EXTRACT TO READ section start
Treating the disease of partisanship


 


By Bill Kraus


The first step is admitting it is incurable. But it can be treated, ameliorated, contained. For most. Not all. The yellow dogs are beyond treatment and have no interest in being treated. They are addicted and wallow in their addiction. The anarchists have a different disease altogether. They think the government can and should simply go away.

The yellow dogs want their opponents to go away and take their “wrong-headed” ideas with them. They reduce policy and decisions to their basics: who proposed them. If Scott Walker or Peter Barca promised a second coming and eternal life, the yellow dogs of the Republican or Democratic persuasions can be counted on to be against both.

The yellow dogs want to partisanize everything and will reject the second step of my treatment program which is to clean up the definition. There are many politically explosive issues that are not politically partisan.

Gay marriage for openers. Marriage itself is a sanctifying ritual which some religions offer to anyone and some do not. Since this particular partnership comes with some social advantages, the government which offers those advantages gets into the act. No government should tell any religious order what they can sanctify. No religious order should tell any government what advantages they can offer to whom.

Gun control is fundamentally a geographical issue not a partisan one. The need for and attachment to guns in less heavily settled places has nothing to do with the undeniable hazards of over-arming the populace in the denser cities where most of us now live. There may need to be two sets of rules, but they needn’t be based on partisan political preferences.

I know of no one who is in favor of abortions. The debate on this subject, also non-partisan, is on who and how the abortion decisions should be made. It may never be settled. It should not be a partisan issue that is settled at the ballot box.

Having put the incurables and the wrong disease factions aside it is possible to deal with excessive partisanization itself.

First we have to deal with the smashmouth strategies that drive our media-heavy campaigns. Depersonalization is desirable. An end to demonization is essential. The people who stand for public office should be praised for doing what few of us have the guts to do. This is a difficult and honorable trade. The campaigns for these offices should be about why they are standing for public office which is plenty contentious not about their personal saintliness or lack of it.

Second, voters should adopt the Ed Koch rule. “If you agree with me on 9 of 12 ideas that I have,” he once said, “you should vote for me. If you agree with me on all 12, you should see a psychiatrist.” We are not choosing lemmings. We are choosing people like our flawed selves. We are choosing people who we think are capable of coming to the best possible solutions to the most difficult problems that we face as a society and as individuals in this ever-more-complicated world we live in.
EXTRACT TO READ section end
DATA SUPPLIED section start
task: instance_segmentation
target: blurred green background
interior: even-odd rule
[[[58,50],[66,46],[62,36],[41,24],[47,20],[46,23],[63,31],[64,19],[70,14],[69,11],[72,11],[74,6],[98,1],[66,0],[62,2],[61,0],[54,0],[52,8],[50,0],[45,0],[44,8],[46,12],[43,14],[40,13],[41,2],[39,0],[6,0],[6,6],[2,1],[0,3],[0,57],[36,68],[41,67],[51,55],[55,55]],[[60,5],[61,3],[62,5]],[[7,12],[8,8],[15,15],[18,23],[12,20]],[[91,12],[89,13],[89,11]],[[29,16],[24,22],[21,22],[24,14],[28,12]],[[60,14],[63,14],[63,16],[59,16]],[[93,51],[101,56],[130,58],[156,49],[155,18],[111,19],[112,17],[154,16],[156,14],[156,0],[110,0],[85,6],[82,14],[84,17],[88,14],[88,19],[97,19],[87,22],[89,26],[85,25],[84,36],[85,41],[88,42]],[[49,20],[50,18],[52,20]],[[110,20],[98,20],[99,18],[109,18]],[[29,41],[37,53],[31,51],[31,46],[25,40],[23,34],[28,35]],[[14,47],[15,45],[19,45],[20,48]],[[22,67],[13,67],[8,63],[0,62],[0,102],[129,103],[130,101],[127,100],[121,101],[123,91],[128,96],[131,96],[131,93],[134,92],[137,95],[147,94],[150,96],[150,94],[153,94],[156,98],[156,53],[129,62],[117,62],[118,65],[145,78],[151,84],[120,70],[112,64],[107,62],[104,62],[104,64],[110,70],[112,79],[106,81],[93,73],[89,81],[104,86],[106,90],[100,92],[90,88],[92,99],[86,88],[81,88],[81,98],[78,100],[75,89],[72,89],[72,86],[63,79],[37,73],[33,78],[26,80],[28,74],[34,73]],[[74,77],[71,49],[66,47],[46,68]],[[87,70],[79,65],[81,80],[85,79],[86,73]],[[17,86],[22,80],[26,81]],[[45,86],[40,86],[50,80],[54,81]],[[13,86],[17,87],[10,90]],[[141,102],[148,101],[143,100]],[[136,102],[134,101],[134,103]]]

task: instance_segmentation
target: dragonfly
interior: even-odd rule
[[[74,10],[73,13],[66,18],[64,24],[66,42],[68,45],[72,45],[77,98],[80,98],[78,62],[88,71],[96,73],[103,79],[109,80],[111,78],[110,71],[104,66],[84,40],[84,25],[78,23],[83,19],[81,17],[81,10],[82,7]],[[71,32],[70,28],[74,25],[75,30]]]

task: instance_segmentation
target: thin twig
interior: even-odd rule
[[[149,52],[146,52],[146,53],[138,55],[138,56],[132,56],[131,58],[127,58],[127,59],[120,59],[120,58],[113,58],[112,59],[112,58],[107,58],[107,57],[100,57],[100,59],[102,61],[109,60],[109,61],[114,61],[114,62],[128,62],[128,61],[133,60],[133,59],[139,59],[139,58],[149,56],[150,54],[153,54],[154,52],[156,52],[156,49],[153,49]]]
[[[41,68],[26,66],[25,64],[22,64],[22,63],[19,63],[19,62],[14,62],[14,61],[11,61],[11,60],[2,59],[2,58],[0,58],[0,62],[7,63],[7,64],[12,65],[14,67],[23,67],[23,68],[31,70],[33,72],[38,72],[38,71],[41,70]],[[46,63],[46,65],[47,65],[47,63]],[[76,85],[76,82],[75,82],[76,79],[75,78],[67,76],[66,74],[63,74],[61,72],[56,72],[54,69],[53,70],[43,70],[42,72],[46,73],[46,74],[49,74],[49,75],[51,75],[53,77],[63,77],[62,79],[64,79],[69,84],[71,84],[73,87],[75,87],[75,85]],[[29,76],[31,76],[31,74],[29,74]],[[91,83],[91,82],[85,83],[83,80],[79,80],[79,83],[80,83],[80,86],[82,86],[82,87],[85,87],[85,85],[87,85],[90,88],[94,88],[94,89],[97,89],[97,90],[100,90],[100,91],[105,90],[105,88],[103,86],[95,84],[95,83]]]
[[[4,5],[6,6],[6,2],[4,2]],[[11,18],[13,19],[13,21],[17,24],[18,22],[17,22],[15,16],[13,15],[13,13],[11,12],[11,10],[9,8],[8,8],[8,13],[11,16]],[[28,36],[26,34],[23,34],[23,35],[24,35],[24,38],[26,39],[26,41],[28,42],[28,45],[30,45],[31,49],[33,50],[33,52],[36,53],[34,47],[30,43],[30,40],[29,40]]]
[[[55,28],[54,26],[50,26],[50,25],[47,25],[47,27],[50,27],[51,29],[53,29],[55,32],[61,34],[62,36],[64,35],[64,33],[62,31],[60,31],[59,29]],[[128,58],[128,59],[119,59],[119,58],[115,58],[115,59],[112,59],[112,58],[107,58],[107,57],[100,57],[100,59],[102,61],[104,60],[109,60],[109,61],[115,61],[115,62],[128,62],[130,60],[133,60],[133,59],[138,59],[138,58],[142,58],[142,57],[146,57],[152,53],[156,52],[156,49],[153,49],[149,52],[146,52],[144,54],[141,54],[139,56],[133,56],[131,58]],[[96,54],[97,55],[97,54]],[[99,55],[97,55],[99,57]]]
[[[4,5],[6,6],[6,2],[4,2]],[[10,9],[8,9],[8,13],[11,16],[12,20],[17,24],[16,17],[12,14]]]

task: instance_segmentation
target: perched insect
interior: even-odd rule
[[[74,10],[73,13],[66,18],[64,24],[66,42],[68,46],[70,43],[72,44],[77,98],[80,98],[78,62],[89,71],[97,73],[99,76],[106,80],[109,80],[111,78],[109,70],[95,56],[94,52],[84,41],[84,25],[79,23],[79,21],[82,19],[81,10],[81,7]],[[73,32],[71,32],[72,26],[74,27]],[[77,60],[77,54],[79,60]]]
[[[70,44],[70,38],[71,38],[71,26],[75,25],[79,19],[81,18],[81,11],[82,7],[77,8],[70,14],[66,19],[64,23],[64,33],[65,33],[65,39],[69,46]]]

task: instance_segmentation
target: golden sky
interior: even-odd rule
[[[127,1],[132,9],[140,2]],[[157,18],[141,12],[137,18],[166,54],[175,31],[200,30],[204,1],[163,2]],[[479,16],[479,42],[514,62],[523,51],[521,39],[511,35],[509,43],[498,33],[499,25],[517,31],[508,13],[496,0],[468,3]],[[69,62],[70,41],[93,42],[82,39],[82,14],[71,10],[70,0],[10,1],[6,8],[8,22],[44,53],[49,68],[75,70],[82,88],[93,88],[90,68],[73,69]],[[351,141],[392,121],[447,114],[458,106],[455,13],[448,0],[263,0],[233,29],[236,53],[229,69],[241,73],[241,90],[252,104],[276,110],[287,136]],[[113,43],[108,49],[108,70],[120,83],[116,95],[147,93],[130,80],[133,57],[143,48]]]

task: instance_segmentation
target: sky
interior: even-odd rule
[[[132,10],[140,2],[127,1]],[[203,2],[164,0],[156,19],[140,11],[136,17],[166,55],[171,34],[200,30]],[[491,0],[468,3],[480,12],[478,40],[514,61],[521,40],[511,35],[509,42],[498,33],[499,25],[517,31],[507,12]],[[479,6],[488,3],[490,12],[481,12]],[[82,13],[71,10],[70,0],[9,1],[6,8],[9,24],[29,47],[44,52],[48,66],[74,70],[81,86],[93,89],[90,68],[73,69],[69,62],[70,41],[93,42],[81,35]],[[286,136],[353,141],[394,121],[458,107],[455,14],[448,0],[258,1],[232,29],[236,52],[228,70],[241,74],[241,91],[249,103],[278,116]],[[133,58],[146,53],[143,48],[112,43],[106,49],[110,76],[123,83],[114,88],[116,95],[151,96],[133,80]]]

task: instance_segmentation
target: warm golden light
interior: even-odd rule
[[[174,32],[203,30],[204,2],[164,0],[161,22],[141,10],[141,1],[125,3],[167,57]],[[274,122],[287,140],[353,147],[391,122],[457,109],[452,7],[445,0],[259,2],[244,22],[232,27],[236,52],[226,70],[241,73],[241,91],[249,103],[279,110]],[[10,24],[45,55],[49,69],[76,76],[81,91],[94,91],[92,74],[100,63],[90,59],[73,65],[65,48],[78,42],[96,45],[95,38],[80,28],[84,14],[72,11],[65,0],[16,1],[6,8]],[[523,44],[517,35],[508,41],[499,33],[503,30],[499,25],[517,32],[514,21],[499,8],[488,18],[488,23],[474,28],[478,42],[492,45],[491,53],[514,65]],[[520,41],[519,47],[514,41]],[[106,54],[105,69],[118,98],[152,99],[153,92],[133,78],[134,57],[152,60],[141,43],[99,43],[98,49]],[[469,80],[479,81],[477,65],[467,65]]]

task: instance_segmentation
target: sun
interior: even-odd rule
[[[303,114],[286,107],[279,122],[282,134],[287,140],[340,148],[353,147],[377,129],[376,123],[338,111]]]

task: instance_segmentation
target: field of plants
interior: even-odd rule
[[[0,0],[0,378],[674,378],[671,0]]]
DATA SUPPLIED section end
-- EXERCISE DIRECTIONS --
In the partisanship essay, what kind of issue does Bill Kraus call gun control at its core? Please rely only on the partisanship essay, not on the rows.

-- EXERCISE ANSWER --
A geographical issue, not a partisan one.